TÂCHES DEMANDÉES -
1 – D'après le texte sur le théâtre politique, jusqu'à quelle date se tient le Festival d'Avignon ?
2 – Modifiez la liste depuis son début jusqu'à la ligne contenant « negative clicks: (73, 444) », incluse, en remplaçant « instance » par « sample » et en laissant tout le reste identique.

Professeur d’histoire et d’esthétique du théâtre à l’Ecole normale supérieure de Lyon, auteur de Politiques du spectateur : les enjeux du théâtre politique aujourd’hui (La Découverte, 2013), Olivier Neveux vient de publier Contre le théâtre politique (La Fabrique, 320 pages, 14 euros), ouvrage dans lequel il critique l’inflation d’un prétendu théâtre politique au nom d’une réelle repolitisation de l’art. Alors que s’ouvre le Festival d’Avignon (jusqu’au 23 juillet), l’historien témoigne de la vitalité d’un théâtre engagé qui s’invente loin du macronisme culturel qui ne valorise que les « premiers de cordée ».
- Le théâtre fait-il encore événement ? Ou bien les élites, politiques et économiques, ont-elles largement délaissé cette forme artistique ?
Oui, elles l’ont délaissée. Sauf en de rares occasions événementielles, le théâtre n’a plus la même centralité. Les élites n’y vont pas beaucoup. Il est possible que les plus cultivées le trouvent désormais ringard. Il est surtout probable, pour l’essentiel d’entre elles, qu’elles ne voient plus quel « profit » retirer de la fréquentation de cet art. Elles vivent mêe, parfois, cette indifférence et cette ignorance avec une certaine fierté. Cela dit, il faut nuancer la perspective catastrophique que cela dessine : la culture et l’art n’ont, par le passé, jamais immunisé ces élites contre la barbarie.
- Que révèle l’esthétique théâtrale dominante aujourd’hui ?

(Entrées de données stockées)
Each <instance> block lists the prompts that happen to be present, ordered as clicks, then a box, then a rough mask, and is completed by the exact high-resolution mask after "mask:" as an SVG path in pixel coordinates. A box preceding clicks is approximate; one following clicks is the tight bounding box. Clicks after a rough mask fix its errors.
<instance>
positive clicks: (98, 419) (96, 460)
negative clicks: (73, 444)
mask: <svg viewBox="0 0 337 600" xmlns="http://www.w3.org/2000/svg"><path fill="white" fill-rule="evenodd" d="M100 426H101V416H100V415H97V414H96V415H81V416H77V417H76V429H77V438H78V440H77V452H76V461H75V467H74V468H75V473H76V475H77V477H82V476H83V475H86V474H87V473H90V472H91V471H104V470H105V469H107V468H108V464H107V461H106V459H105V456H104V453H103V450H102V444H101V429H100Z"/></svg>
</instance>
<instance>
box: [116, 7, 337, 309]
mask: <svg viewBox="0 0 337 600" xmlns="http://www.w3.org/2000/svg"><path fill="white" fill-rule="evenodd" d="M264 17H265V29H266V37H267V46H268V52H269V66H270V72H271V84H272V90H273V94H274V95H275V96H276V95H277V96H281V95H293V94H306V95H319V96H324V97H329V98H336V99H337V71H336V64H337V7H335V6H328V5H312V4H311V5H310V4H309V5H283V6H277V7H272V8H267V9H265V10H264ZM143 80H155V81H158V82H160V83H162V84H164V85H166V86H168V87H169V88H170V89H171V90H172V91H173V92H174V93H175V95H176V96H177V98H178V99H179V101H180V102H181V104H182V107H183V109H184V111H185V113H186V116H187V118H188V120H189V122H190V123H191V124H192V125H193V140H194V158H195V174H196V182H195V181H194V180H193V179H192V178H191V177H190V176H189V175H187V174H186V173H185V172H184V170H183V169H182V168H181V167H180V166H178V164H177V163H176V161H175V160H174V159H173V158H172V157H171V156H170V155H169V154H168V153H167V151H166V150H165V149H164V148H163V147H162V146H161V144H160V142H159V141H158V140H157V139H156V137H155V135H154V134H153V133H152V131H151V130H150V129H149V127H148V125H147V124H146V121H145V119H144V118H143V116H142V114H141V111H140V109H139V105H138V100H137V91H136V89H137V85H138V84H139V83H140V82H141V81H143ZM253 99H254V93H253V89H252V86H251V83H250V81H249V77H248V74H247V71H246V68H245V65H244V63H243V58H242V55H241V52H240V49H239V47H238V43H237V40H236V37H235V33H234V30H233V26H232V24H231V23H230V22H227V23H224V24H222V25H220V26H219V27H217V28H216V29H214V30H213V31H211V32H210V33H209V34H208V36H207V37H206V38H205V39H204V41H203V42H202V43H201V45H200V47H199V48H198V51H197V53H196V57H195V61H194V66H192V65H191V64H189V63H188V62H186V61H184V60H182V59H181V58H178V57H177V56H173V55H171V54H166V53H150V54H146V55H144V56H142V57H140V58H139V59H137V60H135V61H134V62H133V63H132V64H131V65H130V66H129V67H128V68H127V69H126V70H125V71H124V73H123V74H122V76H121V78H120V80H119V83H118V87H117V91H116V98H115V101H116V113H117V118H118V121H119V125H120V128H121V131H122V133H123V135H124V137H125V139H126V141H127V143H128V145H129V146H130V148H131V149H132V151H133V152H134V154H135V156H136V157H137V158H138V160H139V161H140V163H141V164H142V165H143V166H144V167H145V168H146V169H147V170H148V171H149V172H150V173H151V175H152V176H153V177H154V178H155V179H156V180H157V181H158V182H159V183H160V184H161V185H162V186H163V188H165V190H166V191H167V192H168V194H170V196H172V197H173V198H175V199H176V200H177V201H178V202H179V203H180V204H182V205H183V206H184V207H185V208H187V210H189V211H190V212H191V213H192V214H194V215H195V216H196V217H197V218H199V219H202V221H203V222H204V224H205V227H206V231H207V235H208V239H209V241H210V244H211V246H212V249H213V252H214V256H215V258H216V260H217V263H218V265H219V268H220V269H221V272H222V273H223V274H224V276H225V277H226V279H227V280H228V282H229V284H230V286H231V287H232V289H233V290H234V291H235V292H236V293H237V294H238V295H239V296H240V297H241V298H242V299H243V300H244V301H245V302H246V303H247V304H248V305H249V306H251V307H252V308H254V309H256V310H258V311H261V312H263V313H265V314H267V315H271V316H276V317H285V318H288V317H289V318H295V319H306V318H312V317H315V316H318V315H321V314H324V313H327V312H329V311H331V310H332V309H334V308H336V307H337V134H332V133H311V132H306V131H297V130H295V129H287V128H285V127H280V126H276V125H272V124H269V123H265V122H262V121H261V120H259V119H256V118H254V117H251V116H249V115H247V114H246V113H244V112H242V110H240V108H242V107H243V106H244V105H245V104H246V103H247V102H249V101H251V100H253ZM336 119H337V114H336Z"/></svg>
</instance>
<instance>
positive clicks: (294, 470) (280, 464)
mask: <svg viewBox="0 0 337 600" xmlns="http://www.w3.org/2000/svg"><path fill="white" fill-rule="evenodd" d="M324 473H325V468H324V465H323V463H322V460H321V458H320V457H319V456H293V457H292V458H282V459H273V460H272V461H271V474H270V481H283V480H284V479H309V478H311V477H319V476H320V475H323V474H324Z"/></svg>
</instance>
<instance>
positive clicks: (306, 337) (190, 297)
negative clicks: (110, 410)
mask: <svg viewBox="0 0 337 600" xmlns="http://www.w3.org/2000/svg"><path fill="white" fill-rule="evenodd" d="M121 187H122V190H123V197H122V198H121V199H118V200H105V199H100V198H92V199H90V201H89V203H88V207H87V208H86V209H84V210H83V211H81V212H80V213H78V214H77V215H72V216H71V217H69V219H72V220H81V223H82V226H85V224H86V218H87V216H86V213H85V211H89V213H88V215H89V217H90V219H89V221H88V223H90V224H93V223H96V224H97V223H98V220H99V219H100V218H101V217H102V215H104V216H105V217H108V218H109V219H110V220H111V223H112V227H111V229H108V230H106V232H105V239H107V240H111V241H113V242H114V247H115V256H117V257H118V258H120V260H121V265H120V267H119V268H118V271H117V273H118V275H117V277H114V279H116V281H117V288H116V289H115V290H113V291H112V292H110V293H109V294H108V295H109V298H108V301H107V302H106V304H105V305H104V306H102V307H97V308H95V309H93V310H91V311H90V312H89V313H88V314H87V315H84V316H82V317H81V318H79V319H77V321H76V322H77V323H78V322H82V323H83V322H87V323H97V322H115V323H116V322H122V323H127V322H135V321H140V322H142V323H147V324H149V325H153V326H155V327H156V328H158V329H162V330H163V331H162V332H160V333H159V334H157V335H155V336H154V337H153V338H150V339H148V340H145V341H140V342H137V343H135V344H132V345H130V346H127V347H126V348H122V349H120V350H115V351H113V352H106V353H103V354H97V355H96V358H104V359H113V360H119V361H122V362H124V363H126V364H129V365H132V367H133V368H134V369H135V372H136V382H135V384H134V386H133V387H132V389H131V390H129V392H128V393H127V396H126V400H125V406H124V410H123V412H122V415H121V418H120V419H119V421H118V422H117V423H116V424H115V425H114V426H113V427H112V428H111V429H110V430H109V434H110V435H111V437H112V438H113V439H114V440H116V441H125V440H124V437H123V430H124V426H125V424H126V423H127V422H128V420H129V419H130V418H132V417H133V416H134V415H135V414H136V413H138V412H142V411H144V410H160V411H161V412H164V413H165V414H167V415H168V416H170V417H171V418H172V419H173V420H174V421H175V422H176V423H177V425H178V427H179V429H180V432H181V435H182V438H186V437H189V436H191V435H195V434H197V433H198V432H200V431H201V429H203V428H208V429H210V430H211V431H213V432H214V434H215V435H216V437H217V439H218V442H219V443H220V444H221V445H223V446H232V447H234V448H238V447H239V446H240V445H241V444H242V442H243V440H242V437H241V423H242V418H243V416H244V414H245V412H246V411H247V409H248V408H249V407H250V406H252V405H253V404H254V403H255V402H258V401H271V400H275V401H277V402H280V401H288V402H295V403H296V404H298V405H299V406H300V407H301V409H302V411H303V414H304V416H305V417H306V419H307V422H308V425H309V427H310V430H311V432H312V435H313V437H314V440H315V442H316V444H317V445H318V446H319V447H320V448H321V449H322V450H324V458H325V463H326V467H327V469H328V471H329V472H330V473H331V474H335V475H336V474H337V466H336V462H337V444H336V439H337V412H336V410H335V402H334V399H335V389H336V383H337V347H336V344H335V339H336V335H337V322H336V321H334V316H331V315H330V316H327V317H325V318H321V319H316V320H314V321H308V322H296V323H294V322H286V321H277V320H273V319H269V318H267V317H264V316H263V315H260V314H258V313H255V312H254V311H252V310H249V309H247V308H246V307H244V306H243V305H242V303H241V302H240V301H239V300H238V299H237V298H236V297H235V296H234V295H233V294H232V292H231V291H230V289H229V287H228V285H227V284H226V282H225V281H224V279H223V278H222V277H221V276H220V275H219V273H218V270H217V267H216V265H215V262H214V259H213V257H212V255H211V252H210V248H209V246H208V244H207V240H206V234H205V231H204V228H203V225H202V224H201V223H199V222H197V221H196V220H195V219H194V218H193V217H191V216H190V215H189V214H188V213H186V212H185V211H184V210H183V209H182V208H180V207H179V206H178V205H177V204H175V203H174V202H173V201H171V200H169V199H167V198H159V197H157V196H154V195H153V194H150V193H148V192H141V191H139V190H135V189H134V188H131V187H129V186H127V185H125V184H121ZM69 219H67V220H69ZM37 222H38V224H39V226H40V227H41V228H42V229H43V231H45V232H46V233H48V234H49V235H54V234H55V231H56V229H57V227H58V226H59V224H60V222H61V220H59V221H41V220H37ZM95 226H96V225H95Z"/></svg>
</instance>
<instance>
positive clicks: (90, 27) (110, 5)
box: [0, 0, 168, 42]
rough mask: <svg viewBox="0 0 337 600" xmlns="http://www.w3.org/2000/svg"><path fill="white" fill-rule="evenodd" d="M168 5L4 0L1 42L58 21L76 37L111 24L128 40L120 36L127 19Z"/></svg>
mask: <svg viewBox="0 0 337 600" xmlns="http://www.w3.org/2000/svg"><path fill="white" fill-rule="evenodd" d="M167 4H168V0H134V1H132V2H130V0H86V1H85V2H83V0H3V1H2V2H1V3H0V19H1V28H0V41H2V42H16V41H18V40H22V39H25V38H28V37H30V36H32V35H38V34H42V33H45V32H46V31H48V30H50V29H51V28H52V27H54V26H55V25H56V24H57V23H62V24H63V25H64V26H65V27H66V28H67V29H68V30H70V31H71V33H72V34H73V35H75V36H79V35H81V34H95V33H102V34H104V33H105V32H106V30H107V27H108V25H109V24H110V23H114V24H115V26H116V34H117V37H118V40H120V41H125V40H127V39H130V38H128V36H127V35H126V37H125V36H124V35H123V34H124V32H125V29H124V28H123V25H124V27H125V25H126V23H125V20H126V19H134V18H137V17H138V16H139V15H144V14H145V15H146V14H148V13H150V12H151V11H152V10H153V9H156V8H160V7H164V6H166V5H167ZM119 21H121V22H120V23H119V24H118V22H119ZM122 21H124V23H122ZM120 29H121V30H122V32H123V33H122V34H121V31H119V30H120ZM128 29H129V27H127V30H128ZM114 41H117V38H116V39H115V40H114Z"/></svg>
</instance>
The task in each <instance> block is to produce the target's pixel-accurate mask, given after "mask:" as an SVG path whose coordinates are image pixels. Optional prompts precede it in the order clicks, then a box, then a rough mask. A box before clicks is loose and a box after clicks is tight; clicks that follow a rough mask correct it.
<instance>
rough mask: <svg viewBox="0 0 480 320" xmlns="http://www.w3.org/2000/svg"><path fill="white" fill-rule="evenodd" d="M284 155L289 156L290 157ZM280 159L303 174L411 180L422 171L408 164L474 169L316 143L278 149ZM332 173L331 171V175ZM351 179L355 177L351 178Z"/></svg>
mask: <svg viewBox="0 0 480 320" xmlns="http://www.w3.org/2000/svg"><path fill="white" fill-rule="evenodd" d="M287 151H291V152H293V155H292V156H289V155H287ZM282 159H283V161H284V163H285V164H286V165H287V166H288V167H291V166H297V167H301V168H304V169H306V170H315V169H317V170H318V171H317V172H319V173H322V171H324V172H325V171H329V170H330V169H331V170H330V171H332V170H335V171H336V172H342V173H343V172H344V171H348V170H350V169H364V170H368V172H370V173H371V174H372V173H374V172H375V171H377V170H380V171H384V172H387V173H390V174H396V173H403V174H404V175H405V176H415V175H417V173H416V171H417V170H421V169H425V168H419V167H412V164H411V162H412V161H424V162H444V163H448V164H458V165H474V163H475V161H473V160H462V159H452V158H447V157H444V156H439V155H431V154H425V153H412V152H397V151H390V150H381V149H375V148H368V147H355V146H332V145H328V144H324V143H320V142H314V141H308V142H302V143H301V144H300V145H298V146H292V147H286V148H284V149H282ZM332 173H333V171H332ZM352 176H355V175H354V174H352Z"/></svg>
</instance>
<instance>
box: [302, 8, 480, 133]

LISTE DES RÉPONSES -
1 – Jusqu'au 23 juillet.

2 –
Each <sample> block lists the prompts that happen to be present, ordered as clicks, then a box, then a rough mask, and is completed by the exact high-resolution mask after "mask:" as an SVG path in pixel coordinates. A box preceding clicks is approximate; one following clicks is the tight bounding box. Clicks after a rough mask fix its errors.
<sample>
positive clicks: (98, 419) (96, 460)
negative clicks: (73, 444)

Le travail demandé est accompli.